● PASSAGE SHOWN:
=== Begin Enclosure ===

In my 21 day Metamorphosis program, I talk about the importance of not directly linking who you are with what you do for a living. I say things like: The idea here isn’t to suggest your line of work isn’t already valuable, but to remind you that jobs/careers are disposable. The dream job may be gone tomorrow. Remembering the things that make you tick, the nuances that make up who you are on a fundamental level let you detach from your job’s dress code of labels.
After being in the workforce for over 34 years, I now find myself in a new state….and unemployed. It’s been over a month since I stopped working just before we left for Washington, and this is the first time in those 34 years that I haven’t had to be at work. And its weird, at the very least. But the most interesting part of this transition is not knowing what is next.
When I decided to become a photographer, I went to school, got jobs working for studios, then finally opened my own and kept building for the next 12 years. Then yoga entered my life (again) and I became a teacher, then closed my photography business and opened a yoga studio. Four and a half more years in that direction.
Now, for the first time, I have no idea which direction I want to go, no idea what I’ll do next. And suffering an identity crisis as a result. My emotions have run high and low these past few weeks, with utter elation sprinkled with crying jags from out of nowhere. Oh sure, homesickness plays a role; missing those I’ve left in Florida, and playing the wondering game of “did I make the right choice?”. But dealing with expectation and disappointment have forced a change in my perspective.
I am a self diagnosed workaholic. In both my businesses, and in the jobs I’ve held, I have always given 125%. Who I am has always been related to what I do. But that’s just not true anymore. Not. Any. More. And its a frightening, exhilarating thing. Because now I am not Diana, photographer….or Diana, yoga teacher……or Diana, business woman; I am simply Diana. And the roles I assumed for each career path are no longer in play here.

=== End Enclosure ===

Records from a data collection:
=== Begin Enclosure ===

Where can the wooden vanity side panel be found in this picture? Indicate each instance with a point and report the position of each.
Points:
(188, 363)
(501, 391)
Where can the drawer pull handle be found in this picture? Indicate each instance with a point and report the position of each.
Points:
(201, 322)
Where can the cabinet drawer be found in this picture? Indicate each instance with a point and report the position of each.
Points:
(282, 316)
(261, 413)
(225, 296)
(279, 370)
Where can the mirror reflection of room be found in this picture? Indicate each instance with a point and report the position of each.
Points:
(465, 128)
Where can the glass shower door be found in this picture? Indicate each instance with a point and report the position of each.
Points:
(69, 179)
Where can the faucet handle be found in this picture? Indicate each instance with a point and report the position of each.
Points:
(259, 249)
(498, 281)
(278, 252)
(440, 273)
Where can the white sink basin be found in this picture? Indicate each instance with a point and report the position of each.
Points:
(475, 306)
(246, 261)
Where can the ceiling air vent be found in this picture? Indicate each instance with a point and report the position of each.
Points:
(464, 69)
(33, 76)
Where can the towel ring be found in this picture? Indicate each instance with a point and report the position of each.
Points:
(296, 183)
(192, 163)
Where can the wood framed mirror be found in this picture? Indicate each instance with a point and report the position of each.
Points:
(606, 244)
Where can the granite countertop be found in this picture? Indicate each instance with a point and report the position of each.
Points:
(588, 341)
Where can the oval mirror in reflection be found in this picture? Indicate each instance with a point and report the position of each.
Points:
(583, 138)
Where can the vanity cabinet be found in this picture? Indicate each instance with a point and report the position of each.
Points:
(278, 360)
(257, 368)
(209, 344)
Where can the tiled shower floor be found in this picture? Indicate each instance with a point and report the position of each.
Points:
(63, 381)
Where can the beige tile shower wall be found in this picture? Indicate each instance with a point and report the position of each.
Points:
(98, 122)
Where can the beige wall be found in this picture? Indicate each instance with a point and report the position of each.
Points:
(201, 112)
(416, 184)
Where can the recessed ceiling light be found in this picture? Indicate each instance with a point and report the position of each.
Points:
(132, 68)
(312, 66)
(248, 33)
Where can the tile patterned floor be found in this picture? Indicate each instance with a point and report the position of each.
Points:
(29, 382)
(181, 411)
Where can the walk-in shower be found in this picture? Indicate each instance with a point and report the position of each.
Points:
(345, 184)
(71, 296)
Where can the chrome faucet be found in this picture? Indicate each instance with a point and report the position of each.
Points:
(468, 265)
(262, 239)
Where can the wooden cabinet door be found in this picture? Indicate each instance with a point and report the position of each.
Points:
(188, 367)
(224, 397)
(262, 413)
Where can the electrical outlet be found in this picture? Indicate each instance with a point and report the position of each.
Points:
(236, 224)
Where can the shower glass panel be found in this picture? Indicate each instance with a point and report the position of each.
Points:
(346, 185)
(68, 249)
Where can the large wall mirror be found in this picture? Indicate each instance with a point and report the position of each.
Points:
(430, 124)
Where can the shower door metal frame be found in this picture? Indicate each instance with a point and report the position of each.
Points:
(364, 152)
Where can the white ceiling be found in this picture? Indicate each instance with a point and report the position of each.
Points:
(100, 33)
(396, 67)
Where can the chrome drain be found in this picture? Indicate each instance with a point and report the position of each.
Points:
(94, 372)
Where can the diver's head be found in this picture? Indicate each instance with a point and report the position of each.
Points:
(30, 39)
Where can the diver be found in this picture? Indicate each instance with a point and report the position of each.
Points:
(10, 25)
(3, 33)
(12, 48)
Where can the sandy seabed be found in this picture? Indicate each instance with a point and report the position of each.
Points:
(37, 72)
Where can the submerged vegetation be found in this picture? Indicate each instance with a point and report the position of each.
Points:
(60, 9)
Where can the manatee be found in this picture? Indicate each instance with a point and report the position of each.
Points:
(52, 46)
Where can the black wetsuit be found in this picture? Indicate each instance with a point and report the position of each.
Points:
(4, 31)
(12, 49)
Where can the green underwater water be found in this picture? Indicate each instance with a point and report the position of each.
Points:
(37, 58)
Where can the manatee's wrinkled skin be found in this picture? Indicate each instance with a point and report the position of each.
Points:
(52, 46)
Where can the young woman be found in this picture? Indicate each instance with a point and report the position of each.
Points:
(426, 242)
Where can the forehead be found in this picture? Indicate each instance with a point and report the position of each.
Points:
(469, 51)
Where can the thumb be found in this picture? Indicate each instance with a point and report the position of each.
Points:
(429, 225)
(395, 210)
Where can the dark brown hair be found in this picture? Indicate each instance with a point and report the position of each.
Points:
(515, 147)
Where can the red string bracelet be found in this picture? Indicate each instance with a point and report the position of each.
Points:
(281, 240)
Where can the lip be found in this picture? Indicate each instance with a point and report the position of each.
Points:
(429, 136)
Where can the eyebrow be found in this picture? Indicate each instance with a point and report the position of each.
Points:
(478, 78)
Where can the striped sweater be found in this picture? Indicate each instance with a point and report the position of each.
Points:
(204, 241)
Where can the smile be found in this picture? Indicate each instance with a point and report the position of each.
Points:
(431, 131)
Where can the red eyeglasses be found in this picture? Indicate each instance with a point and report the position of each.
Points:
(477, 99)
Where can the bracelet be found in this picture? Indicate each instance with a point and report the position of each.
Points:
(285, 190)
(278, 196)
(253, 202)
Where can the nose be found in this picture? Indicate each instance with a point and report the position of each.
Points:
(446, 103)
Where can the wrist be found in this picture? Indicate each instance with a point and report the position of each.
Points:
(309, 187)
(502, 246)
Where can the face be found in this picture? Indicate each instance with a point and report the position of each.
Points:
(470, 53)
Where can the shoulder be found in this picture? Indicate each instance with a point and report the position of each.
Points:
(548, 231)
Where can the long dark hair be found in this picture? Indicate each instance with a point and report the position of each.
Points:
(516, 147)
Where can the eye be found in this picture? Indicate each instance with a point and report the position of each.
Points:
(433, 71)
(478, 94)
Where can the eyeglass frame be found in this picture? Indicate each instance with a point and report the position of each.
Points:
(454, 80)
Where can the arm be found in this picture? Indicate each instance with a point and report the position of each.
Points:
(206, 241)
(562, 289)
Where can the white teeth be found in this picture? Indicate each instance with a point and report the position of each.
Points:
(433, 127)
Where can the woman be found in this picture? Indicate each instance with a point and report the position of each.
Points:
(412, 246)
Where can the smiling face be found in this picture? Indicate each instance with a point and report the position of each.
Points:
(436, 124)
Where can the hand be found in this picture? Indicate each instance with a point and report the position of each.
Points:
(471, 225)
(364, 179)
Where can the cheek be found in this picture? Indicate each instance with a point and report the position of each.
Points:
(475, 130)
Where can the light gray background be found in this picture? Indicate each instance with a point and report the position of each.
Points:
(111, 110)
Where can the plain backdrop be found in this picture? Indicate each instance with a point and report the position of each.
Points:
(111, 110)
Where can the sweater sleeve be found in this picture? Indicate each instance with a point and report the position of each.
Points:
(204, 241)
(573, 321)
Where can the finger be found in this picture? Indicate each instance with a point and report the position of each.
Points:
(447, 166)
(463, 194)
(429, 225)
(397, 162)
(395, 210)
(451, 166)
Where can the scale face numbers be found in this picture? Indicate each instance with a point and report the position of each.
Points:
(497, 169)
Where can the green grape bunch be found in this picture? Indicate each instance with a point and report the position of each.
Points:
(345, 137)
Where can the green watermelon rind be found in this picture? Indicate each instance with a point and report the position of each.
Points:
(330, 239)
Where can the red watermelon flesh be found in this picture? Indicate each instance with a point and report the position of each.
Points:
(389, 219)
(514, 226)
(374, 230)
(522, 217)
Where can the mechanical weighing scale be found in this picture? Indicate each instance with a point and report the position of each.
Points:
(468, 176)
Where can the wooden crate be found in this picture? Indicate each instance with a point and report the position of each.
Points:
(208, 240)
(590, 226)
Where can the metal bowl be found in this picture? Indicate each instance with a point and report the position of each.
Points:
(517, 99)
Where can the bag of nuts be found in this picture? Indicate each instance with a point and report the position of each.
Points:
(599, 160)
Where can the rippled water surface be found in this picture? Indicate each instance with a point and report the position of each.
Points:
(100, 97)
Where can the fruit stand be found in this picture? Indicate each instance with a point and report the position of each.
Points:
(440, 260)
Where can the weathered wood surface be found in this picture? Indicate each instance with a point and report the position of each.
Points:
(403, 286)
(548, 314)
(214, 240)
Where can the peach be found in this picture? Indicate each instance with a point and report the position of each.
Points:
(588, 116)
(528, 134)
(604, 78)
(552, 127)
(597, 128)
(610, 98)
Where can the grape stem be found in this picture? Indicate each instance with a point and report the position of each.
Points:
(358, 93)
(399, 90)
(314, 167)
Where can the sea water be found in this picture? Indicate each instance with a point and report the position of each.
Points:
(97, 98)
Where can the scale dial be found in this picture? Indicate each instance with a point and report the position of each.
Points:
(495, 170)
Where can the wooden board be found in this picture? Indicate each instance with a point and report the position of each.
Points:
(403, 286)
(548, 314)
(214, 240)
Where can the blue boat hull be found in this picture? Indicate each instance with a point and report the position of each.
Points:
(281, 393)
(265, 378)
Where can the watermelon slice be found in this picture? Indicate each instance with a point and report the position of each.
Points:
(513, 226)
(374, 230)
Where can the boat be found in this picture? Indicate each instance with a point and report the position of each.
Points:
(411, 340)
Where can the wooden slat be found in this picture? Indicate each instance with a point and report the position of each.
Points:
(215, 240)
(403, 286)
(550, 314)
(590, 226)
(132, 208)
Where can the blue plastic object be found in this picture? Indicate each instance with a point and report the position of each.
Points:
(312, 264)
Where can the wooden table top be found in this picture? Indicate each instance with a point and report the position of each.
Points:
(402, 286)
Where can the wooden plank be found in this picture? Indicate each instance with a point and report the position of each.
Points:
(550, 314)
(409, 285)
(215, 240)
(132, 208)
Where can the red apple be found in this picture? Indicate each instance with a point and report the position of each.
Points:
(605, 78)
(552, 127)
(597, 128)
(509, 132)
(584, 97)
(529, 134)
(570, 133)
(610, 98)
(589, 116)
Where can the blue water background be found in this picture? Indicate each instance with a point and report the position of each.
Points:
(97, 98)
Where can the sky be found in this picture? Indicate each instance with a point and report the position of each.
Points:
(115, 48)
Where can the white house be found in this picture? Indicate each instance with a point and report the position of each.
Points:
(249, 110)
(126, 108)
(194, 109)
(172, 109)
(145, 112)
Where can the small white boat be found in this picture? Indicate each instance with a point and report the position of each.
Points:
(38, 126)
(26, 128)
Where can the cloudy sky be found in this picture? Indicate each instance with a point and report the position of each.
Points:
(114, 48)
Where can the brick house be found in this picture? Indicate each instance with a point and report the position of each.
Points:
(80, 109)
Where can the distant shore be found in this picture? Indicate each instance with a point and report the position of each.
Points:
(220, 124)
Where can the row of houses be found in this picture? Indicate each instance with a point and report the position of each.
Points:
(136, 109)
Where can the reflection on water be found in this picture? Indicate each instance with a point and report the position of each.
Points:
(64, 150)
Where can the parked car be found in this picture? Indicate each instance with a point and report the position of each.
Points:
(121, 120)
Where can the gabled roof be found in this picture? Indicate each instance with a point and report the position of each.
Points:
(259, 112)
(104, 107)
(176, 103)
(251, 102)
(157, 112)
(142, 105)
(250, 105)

=== End Enclosure ===

● YOUR OBJECTIVE: In the passage above about career and identity, how long does the writer say they have been in the workforce?

● RESPONSE AREA: Over 34 years.